Problem to work on: Rewrite the part of the listing from the line holding "structure? Mark that spot." through the line holding "frame? Mark that spot.", inclusive. Put "innermost" wherever "deepest" appears and leave everything else unchanged.

╭──

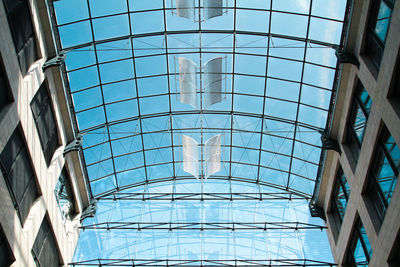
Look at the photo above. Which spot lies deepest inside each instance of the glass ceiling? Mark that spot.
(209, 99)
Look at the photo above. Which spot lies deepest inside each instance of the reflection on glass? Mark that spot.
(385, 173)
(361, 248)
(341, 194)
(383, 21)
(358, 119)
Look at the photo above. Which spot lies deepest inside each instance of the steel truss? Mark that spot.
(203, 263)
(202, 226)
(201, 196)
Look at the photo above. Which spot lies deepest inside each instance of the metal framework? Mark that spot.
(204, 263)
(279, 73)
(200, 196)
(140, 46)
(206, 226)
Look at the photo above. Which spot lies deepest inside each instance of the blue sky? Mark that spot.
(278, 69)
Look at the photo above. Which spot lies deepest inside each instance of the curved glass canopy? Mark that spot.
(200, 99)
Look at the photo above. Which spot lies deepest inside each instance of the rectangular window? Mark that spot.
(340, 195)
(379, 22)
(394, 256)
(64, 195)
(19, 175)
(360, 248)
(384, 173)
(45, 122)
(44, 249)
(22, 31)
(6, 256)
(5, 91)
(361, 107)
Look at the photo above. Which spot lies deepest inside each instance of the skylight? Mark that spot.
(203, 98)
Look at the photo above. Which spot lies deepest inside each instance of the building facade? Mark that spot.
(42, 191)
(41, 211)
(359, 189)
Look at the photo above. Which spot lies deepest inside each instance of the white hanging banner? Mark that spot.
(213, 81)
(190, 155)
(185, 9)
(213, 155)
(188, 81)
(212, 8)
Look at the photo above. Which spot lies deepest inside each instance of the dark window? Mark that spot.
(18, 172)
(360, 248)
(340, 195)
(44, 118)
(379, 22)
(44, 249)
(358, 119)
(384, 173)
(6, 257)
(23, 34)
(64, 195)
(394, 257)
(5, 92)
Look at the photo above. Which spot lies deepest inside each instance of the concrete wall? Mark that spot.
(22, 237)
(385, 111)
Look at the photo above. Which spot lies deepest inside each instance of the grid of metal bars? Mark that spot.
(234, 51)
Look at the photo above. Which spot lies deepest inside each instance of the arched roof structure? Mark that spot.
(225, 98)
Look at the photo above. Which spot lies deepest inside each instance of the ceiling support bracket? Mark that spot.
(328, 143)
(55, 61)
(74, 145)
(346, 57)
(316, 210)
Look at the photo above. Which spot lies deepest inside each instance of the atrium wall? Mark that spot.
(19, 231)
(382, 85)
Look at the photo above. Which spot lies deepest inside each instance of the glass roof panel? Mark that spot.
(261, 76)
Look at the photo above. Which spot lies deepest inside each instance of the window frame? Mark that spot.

╰──
╭──

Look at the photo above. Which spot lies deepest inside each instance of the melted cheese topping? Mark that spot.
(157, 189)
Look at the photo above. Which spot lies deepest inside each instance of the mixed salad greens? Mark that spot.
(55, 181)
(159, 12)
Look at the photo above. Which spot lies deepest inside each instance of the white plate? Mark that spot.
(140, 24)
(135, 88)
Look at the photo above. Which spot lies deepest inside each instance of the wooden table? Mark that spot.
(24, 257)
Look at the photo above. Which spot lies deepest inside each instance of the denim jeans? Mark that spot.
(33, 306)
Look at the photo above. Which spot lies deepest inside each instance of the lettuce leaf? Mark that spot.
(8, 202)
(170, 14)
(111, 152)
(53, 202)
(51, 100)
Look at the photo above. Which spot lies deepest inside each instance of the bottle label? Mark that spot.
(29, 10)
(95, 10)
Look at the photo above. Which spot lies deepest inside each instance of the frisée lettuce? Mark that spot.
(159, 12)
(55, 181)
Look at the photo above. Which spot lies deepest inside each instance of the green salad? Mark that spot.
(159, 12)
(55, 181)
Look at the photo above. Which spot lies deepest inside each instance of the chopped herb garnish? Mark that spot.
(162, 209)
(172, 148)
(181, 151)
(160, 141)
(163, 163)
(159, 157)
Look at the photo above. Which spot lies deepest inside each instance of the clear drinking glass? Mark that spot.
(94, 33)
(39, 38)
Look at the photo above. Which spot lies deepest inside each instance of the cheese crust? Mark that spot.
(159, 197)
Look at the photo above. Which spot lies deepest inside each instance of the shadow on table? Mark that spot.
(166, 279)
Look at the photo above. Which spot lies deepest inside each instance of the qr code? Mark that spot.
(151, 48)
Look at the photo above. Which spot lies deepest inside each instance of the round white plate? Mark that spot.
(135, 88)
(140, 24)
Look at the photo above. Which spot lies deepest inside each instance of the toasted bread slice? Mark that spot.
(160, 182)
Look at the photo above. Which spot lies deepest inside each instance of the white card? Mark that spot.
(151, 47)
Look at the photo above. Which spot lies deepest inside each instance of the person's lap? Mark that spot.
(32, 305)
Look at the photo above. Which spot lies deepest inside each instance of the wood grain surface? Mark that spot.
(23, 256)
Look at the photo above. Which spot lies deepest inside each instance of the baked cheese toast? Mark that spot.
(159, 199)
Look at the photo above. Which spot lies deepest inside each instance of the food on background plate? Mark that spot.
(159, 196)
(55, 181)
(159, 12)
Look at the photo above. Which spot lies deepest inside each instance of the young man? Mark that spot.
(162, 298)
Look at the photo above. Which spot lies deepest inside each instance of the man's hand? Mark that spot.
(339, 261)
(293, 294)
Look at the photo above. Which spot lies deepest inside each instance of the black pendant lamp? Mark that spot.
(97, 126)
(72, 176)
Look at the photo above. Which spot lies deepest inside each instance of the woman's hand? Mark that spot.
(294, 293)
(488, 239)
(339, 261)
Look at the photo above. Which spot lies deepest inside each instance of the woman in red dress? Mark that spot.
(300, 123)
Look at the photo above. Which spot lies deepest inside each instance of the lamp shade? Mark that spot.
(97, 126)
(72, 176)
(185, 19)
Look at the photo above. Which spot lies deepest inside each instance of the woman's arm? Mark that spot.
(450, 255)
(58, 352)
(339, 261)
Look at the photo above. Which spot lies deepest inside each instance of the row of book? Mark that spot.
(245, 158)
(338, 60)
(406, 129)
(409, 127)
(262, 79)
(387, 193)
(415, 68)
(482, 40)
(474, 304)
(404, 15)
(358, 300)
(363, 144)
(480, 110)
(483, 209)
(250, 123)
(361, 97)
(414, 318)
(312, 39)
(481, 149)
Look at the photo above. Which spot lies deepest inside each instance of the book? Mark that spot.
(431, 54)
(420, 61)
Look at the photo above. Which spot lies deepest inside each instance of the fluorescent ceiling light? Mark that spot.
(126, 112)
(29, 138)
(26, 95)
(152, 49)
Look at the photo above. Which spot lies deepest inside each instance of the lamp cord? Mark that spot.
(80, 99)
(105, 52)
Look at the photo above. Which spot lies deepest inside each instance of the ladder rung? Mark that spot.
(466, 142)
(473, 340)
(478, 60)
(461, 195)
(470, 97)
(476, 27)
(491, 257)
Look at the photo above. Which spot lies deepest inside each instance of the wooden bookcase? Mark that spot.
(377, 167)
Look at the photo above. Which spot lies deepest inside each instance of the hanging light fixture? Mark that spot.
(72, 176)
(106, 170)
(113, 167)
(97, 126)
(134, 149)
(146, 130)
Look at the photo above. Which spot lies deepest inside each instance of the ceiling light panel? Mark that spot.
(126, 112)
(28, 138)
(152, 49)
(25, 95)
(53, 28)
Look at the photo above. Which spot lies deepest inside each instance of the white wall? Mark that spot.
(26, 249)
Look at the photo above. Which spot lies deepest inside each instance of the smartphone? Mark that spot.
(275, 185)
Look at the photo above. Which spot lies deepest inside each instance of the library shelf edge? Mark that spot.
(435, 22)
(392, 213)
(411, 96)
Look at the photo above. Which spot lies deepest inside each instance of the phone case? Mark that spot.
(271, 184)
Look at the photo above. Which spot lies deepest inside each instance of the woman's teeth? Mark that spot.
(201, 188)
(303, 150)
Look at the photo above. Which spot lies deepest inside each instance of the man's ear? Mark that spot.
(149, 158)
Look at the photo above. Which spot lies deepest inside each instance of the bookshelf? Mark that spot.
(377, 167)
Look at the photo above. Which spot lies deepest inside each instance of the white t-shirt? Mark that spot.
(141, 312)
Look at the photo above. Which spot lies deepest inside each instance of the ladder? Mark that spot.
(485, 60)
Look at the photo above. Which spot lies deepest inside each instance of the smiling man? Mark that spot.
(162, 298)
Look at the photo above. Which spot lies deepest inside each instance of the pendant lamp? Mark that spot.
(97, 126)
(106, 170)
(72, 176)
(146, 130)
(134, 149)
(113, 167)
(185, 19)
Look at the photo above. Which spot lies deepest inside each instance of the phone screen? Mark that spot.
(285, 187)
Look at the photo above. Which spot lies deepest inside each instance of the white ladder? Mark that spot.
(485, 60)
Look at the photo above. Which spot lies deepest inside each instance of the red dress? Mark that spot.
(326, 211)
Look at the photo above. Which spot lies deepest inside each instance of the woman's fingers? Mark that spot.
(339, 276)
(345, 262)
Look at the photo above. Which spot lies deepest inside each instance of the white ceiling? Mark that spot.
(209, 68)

╰──

Result of the task:
Look at the photo above. Which spot lies innermost inside each instance of the arched roof structure? Mark that spot.
(225, 98)
Look at the photo above. Which spot lies innermost inside each instance of the ceiling support bracket? Mark that spot.
(328, 143)
(55, 61)
(74, 145)
(346, 57)
(316, 210)
Look at the photo above. Which spot lies innermost inside each instance of the atrium wall? Mark that spot.
(19, 231)
(382, 85)
Look at the photo above. Which spot lies innermost inside each instance of the glass roof panel? Mark that spot.
(261, 76)
Look at the photo above. Which spot lies innermost inside each instance of the window frame? Mark that spot.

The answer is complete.